Problem description
Copy out exactly every line from the line containing "Question. Identify every instance of the teal rugby jersey" until the records below end, inclusive of both boundary lines.

Material provided
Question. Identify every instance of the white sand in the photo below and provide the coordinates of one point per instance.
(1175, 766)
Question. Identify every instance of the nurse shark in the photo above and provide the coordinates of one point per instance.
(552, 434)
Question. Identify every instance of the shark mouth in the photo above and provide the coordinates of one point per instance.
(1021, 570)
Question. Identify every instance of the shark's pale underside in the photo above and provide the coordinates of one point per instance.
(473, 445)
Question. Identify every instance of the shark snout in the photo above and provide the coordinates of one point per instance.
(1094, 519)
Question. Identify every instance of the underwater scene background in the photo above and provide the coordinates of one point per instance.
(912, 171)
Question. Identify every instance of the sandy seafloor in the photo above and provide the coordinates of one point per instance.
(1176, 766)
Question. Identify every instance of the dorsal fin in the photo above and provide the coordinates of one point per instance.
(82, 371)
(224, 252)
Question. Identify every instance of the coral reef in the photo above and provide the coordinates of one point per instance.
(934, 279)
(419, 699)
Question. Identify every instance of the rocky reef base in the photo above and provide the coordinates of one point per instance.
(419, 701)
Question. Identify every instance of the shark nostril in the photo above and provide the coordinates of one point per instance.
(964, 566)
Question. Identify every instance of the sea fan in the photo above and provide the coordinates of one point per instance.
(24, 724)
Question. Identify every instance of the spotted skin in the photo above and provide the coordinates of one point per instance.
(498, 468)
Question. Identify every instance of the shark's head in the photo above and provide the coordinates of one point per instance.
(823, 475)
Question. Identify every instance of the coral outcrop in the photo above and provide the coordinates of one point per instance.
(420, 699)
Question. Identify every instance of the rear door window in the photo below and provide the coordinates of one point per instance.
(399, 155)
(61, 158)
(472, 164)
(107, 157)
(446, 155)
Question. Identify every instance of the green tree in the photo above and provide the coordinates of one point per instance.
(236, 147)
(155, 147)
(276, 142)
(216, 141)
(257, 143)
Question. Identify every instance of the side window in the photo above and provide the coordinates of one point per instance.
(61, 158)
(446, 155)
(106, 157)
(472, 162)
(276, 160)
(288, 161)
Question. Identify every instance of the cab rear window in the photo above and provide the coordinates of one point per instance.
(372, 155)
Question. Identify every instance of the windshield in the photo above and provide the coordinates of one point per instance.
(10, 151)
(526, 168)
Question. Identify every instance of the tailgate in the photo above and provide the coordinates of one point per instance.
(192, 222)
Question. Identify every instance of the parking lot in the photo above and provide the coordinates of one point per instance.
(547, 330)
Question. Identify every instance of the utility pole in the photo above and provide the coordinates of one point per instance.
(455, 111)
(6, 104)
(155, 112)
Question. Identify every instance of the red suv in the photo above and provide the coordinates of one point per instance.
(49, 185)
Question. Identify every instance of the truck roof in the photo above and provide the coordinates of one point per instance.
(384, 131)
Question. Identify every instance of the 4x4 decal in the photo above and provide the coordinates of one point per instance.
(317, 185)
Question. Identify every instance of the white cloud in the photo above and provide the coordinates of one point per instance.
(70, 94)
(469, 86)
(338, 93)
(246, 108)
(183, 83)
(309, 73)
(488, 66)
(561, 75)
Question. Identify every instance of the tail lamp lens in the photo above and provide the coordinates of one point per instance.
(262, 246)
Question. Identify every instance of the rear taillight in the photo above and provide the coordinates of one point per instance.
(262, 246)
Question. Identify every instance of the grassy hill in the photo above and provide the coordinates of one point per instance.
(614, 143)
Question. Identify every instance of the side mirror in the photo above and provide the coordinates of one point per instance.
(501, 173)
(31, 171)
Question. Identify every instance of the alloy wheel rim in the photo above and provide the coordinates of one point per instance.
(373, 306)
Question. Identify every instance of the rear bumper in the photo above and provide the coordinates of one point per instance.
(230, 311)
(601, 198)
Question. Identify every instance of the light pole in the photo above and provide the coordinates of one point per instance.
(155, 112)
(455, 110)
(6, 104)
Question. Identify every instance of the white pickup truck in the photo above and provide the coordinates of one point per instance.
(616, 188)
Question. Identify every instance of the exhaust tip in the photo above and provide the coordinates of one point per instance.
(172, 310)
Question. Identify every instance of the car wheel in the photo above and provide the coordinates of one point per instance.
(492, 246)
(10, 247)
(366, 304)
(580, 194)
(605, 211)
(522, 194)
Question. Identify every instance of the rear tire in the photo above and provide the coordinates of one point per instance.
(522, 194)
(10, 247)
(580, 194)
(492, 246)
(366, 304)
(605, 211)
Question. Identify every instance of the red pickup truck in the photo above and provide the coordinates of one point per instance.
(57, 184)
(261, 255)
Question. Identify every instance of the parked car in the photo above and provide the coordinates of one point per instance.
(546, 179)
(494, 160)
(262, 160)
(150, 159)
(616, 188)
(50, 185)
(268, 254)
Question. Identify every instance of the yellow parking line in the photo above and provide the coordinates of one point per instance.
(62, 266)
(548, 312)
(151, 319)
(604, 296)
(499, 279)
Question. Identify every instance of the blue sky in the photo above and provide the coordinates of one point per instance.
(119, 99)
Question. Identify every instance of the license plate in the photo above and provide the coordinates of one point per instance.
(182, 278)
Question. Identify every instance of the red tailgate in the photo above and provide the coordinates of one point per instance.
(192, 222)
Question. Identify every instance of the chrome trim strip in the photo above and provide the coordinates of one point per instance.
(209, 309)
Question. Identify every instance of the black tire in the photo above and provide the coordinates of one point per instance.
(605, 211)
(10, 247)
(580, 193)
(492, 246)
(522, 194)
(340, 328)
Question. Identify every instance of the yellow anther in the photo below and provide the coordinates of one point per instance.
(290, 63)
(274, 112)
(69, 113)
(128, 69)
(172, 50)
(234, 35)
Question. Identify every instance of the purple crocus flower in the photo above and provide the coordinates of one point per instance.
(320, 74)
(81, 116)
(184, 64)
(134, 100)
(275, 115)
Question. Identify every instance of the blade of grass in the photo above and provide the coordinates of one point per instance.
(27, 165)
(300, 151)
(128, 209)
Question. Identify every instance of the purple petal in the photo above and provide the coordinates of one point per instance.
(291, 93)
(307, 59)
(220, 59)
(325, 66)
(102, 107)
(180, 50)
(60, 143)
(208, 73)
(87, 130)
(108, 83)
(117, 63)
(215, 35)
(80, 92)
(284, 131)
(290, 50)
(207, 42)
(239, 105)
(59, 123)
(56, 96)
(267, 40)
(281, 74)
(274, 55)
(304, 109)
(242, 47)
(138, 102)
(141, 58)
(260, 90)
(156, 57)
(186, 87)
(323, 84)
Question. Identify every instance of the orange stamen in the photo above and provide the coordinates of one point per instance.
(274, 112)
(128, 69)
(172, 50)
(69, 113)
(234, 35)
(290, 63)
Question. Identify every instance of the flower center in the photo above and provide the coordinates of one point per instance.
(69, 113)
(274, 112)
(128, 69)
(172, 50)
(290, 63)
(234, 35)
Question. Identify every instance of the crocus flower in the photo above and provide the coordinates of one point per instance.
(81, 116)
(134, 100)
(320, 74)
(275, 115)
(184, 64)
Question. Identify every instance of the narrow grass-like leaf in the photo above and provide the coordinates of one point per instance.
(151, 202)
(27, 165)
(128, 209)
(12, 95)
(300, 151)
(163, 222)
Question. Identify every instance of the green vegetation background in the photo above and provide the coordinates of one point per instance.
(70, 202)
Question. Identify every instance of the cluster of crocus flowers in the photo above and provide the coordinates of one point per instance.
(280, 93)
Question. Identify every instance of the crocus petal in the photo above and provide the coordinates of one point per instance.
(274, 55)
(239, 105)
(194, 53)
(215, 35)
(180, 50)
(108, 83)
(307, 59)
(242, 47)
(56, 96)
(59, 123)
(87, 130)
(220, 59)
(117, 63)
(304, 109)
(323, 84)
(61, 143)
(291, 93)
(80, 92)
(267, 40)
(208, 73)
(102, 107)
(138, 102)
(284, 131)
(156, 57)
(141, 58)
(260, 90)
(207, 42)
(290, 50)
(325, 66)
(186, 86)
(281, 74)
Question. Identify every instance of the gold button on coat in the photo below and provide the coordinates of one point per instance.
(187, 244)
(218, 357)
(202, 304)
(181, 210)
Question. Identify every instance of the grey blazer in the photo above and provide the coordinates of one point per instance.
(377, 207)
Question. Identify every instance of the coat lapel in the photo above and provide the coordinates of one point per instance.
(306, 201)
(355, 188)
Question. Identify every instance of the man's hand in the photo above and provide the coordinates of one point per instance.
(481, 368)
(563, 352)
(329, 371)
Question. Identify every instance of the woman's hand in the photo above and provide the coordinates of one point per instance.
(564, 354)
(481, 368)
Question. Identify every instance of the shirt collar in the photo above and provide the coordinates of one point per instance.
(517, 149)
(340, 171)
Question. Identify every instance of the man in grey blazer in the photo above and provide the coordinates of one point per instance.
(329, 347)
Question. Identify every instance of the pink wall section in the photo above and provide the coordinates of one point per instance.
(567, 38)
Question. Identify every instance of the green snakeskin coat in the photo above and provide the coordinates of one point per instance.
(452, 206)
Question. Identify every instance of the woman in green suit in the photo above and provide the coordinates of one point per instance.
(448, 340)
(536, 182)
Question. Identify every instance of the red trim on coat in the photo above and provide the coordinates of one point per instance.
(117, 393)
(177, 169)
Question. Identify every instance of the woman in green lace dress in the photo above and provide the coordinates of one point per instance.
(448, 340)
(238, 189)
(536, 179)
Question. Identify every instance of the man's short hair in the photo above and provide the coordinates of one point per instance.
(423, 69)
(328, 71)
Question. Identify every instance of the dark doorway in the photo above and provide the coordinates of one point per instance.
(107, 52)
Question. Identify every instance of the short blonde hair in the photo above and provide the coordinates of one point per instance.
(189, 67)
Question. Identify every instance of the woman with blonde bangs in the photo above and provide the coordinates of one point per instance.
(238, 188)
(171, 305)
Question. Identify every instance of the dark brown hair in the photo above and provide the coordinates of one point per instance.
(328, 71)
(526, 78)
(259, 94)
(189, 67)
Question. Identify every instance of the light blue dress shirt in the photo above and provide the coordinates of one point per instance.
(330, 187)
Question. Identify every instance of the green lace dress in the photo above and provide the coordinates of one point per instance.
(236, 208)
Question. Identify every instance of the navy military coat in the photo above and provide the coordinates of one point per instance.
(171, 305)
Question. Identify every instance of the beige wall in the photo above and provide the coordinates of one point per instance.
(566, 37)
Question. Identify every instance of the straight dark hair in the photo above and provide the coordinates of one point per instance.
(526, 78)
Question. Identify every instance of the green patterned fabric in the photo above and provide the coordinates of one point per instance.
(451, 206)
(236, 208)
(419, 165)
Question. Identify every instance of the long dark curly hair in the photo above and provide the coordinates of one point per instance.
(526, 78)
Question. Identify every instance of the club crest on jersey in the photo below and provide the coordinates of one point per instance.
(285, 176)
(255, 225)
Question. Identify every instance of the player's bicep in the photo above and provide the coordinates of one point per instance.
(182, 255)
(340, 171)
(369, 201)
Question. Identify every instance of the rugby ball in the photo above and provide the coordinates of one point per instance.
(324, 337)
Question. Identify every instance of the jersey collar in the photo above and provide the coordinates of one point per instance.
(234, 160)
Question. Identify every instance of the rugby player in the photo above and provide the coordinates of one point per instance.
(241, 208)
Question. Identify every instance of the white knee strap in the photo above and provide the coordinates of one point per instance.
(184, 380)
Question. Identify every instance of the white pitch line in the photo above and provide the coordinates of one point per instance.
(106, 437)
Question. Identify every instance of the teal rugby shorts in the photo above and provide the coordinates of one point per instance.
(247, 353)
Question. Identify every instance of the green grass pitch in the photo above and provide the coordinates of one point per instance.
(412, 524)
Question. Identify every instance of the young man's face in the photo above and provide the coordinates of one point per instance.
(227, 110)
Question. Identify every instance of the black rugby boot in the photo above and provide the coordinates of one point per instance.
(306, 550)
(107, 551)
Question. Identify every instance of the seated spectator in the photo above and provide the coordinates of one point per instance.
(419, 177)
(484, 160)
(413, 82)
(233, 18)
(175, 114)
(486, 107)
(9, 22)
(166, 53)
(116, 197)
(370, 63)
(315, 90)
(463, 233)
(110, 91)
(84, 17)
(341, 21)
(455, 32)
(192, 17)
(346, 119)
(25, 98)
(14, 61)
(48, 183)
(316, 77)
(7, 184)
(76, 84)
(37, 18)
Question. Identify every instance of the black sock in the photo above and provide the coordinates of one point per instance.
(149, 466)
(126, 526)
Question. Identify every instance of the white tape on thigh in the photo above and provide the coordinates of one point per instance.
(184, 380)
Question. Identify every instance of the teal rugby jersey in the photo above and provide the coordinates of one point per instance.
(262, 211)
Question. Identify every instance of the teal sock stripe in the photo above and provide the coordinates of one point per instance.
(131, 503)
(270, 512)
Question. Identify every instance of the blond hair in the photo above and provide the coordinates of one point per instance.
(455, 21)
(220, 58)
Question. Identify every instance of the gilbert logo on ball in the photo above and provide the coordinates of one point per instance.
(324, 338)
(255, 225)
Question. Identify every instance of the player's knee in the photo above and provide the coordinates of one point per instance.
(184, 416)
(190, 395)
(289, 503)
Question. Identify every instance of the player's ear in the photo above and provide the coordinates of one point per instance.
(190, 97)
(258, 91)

Task output
Question. Identify every instance of the teal rugby jersey in the photo above and provide the coordinates of one point per instance.
(262, 211)
Question. Identify every instance of the teal sock stripe in the photo above and provide the coordinates of one point per instance.
(131, 503)
(270, 512)
Question. Identify every instance of the blond hair in the photo above and provide the coordinates of one point per instance.
(455, 21)
(220, 58)
Question. Identify every instance of the gilbert logo on ball in the photo above and provide the coordinates of one point per instance.
(324, 338)
(255, 225)
Question. Identify every instance of the player's knee in the photo above and provide the coordinates of one point per instance.
(184, 416)
(190, 395)
(289, 503)
Question. Identify every instance of the player's ear in the photo above and provide the coordinates of one point per instance.
(190, 97)
(258, 91)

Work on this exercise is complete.